* **GIVEN PASSAGE**:
-------------------------

We’re being driven by headline news again today, plus the market will be cautious ahead of the many central banker speeches that are happening throughout the day. The best trade to have been in would be the AUDJPY but that boat has left already, we need to see some sort of breather or decent pullback before getting involved.
Today’s central bank speakers come in the form of RBA Governor Lowe who spoke during the overnight session, followed by ECB President Lagarde at 1.15 pm GMT. With FOMC members Williams and Mester bookending speeches from SNB Chairman Jordan and MPC member Cunliffe from the Bank of England this afternoon.
The forex heatmap has started the London session with a weakening yen and flows into the commodity pairs. Though trying to catch an AUDJPY long right now may be akin to chasing price as the pair is up 4.18% for the week and over 8% for the month. Patience and buying the dips may be a better strategy.

-------------------------

* **INFORMATION SUPPLIED**:
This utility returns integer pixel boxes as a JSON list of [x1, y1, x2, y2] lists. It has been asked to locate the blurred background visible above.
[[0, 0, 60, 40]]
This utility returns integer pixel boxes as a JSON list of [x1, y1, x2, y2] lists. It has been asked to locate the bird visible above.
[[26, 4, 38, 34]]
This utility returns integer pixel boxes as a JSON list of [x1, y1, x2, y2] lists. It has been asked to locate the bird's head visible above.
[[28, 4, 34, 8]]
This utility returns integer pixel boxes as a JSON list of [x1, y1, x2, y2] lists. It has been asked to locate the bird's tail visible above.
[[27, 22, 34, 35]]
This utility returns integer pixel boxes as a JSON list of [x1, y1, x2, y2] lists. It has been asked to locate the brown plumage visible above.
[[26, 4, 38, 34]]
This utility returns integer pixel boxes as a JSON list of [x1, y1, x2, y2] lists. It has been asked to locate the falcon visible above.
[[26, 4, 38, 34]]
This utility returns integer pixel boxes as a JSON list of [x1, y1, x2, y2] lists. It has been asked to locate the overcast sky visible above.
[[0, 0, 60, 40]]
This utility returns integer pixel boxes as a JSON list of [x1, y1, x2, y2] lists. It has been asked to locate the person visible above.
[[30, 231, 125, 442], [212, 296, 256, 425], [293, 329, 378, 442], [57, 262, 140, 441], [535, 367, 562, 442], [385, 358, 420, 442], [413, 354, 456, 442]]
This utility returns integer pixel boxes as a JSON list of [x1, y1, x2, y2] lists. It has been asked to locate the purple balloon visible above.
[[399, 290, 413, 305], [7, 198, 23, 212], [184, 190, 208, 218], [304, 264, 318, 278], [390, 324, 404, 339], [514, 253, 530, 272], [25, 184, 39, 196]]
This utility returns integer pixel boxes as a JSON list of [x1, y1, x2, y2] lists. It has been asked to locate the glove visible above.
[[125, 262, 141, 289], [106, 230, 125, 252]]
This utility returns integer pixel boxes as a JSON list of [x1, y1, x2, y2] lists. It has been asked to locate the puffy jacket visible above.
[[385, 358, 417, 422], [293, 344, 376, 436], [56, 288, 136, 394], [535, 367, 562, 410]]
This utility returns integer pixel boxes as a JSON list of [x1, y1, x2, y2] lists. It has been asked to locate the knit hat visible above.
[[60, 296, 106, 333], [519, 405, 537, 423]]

-------------------------

* **YOUR INSTRUCTIONS**: Using the forex commentary above, decide whether each statement agrees with it: 1. ECB President Lagarde speaks at 1.15 pm GMT. 2. AUDJPY is up more than 8% for the week. 3. The London session opened with a strengthening yen. Answer yes or no for each, quoting the deciding words of the text.

* **WRITTEN SOLUTION**:
1. Yes: "followed by ECB President Lagarde at 1.15 pm GMT"
2. No: "the pair is up 4.18% for the week and over 8% for the month"
3. No: "The forex heatmap has started the London session with a weakening yen"